* START Given records *
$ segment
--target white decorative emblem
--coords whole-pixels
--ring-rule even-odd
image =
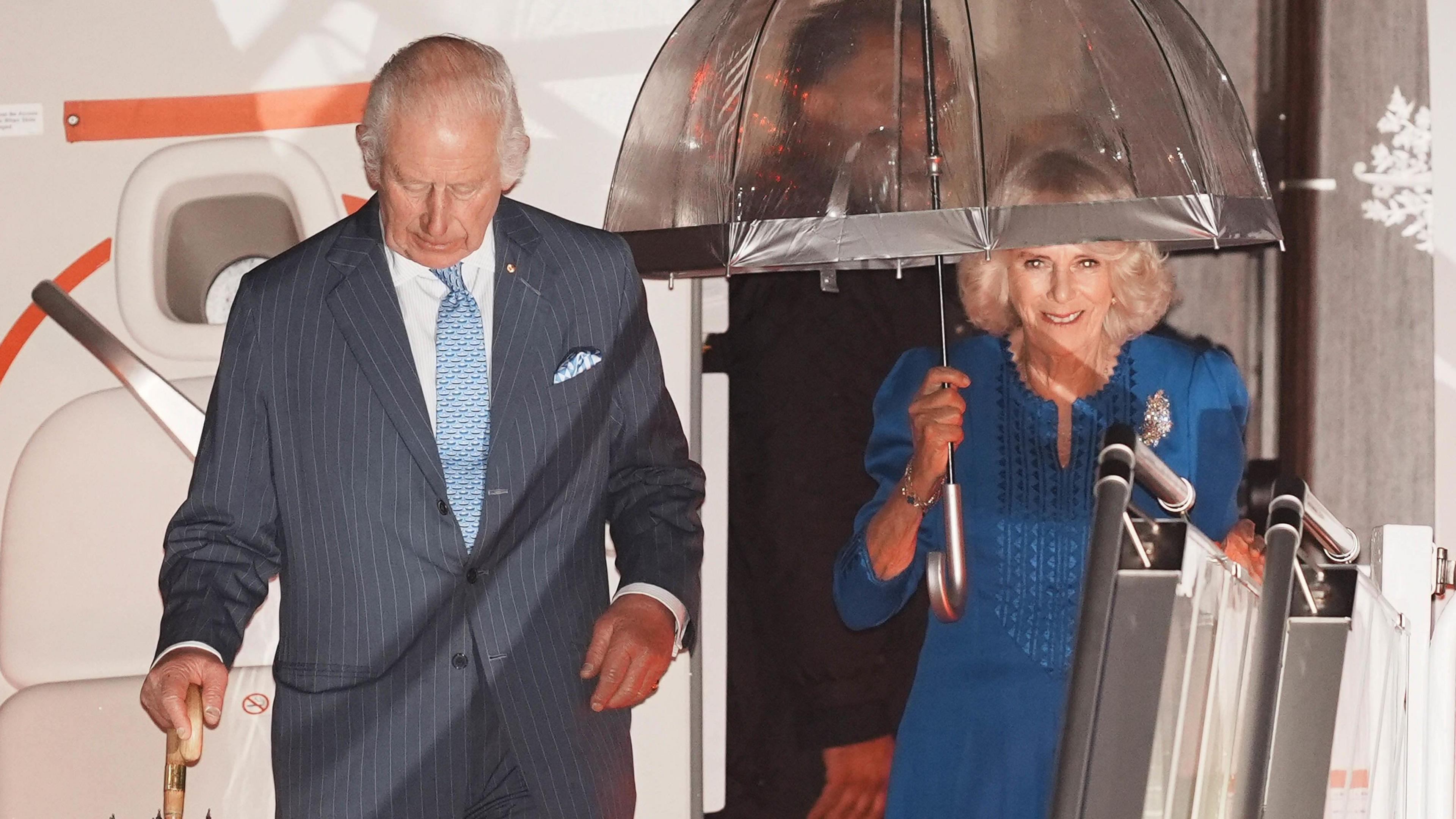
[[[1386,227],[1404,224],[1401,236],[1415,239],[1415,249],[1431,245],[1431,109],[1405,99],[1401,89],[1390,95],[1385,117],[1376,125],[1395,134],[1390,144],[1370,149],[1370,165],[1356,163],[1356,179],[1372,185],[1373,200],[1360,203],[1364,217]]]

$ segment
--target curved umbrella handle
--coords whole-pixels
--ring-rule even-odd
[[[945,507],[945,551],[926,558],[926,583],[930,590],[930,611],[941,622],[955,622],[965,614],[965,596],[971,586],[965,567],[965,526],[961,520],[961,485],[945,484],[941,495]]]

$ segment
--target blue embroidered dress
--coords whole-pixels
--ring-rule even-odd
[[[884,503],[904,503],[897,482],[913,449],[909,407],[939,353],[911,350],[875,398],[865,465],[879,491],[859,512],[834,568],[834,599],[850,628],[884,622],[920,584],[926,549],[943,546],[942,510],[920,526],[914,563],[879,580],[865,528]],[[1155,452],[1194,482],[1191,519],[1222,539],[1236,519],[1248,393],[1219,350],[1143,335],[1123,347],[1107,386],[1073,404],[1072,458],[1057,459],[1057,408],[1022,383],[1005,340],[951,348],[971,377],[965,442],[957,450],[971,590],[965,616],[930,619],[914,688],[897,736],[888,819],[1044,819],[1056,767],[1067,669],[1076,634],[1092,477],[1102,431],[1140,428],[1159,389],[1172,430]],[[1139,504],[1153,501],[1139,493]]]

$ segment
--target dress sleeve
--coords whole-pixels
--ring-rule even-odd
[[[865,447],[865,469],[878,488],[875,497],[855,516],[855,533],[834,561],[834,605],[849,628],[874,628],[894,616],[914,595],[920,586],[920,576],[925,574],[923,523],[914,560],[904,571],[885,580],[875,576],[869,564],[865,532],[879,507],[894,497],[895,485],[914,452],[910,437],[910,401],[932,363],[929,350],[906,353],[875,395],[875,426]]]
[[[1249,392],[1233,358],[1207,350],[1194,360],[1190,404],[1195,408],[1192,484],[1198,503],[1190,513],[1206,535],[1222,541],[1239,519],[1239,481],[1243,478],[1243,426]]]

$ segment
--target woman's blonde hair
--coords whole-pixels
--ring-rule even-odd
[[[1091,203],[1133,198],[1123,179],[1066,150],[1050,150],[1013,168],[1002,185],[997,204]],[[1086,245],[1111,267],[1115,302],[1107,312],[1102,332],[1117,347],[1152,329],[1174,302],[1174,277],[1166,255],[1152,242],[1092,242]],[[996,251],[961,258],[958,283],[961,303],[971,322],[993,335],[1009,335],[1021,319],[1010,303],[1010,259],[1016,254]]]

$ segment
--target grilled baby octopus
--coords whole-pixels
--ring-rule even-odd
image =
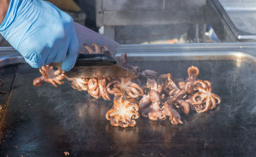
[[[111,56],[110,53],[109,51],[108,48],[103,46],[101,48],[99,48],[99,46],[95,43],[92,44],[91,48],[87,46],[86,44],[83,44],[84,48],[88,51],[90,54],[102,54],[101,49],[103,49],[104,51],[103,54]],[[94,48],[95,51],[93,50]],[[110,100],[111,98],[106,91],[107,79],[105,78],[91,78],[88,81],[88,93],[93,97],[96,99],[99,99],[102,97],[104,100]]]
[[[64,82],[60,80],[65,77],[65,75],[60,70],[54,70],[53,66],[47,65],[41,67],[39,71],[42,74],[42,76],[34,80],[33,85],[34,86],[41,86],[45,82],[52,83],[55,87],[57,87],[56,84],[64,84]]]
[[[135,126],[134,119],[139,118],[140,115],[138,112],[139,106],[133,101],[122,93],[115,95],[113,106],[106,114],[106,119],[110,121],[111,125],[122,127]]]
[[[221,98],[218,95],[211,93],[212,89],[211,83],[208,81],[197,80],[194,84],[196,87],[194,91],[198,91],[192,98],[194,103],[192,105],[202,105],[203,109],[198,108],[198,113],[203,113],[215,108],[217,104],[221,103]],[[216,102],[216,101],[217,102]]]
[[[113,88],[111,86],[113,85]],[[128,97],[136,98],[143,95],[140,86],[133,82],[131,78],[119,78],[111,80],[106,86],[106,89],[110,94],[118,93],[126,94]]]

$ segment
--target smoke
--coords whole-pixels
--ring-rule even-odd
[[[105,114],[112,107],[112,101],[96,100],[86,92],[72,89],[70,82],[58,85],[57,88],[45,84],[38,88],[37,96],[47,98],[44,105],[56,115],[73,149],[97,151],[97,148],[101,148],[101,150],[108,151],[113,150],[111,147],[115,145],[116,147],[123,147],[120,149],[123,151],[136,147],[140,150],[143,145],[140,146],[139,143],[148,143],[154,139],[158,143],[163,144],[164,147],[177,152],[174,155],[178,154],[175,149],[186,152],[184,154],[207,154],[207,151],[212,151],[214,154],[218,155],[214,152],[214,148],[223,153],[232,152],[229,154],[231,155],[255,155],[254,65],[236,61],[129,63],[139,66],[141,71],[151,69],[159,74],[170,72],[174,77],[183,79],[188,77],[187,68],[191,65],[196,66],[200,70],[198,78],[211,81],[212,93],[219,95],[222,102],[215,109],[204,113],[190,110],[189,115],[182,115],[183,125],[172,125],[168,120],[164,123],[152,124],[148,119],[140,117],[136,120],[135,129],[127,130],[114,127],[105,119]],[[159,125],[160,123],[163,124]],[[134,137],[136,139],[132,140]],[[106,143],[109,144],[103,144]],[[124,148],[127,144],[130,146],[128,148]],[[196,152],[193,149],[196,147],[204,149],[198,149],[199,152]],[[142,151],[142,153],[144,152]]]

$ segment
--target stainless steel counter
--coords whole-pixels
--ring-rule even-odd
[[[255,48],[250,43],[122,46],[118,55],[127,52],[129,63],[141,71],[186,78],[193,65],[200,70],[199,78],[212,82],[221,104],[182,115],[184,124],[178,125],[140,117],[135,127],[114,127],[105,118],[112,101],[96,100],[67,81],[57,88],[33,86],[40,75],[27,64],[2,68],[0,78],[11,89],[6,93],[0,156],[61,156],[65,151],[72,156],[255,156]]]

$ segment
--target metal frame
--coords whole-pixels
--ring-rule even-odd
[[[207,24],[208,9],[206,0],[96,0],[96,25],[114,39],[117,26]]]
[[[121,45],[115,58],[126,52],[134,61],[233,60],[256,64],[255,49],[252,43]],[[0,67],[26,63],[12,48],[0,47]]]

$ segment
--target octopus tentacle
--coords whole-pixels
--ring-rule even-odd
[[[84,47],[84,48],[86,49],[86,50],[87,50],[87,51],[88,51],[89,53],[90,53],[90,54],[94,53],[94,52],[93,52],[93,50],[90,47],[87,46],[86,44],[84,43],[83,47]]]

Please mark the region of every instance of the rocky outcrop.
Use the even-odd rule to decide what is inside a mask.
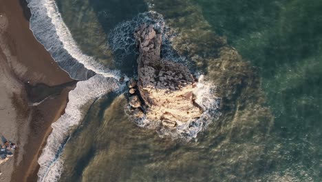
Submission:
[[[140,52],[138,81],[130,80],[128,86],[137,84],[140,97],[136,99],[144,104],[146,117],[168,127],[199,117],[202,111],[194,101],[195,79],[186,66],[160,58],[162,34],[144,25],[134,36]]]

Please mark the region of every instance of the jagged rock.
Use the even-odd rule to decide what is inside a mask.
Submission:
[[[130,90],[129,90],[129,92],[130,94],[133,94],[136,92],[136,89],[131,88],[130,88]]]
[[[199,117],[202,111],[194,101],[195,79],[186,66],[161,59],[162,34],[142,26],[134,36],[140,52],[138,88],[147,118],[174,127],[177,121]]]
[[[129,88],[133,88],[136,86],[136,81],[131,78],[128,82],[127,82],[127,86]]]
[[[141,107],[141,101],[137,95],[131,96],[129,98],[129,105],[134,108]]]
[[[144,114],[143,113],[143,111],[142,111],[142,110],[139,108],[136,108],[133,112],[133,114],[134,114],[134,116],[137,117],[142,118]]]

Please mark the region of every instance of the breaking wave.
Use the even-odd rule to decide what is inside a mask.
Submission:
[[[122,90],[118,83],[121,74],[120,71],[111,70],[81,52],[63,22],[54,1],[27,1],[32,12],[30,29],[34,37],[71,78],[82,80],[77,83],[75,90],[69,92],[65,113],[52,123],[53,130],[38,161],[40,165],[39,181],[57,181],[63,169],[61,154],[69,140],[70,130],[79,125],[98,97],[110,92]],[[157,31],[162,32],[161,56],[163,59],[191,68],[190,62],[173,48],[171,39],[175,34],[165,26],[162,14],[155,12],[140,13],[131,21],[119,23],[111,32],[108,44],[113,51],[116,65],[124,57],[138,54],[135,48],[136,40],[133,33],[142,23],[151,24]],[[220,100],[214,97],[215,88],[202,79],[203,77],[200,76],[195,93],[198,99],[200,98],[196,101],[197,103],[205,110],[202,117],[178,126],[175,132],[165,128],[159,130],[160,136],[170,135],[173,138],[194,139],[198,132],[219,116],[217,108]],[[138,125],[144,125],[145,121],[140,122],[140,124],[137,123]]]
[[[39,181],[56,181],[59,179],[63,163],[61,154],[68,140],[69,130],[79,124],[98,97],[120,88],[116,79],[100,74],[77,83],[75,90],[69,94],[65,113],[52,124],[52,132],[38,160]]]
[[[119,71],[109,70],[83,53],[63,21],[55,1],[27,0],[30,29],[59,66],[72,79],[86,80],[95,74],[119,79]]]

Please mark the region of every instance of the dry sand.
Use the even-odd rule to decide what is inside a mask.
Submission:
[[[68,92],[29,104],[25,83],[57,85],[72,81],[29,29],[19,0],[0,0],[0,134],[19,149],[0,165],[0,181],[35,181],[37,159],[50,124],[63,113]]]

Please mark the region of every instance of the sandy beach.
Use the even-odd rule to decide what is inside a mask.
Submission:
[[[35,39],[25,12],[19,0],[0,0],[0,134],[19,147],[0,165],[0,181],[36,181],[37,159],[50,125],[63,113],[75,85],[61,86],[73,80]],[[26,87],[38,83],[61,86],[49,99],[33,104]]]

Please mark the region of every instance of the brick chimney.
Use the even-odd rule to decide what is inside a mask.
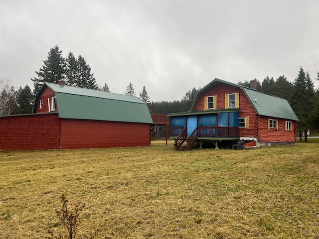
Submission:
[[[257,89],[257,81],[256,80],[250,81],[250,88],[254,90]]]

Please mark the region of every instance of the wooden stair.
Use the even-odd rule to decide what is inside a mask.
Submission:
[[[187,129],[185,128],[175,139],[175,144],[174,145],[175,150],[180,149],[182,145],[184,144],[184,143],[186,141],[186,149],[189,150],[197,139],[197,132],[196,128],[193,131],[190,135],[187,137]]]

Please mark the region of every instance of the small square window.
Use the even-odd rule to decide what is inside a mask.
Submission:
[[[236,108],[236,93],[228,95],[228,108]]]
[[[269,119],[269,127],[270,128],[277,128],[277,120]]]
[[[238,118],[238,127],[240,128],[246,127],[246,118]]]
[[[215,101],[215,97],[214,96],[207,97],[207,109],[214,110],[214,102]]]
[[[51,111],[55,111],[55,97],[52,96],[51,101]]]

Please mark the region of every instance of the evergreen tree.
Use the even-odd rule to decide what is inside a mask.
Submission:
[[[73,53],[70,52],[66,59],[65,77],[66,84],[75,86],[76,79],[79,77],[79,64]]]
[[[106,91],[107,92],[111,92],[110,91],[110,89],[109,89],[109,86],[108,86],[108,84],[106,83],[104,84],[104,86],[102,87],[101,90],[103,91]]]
* END Given records *
◆ Exercise goal
Pick out every line in the listing above that contains the word "Please" and copy each one in full. Matches must have the same capitalization.

◆ Solution to this problem
Please mark the region of every instance of the rocky outcrop.
Please mark the region of every instance of the jagged rock.
Please mark the region of every instance of the breaking wave.
Please mark the region of every instance of the dry sand.
Please mark the region of every instance of the sandy beach.
Please mark the region of every instance of the brick chimney.
Please mark the region of every instance of the wooden stair.
Please mark the region of every instance of the small square window.
Please mark the region of every instance of the evergreen tree.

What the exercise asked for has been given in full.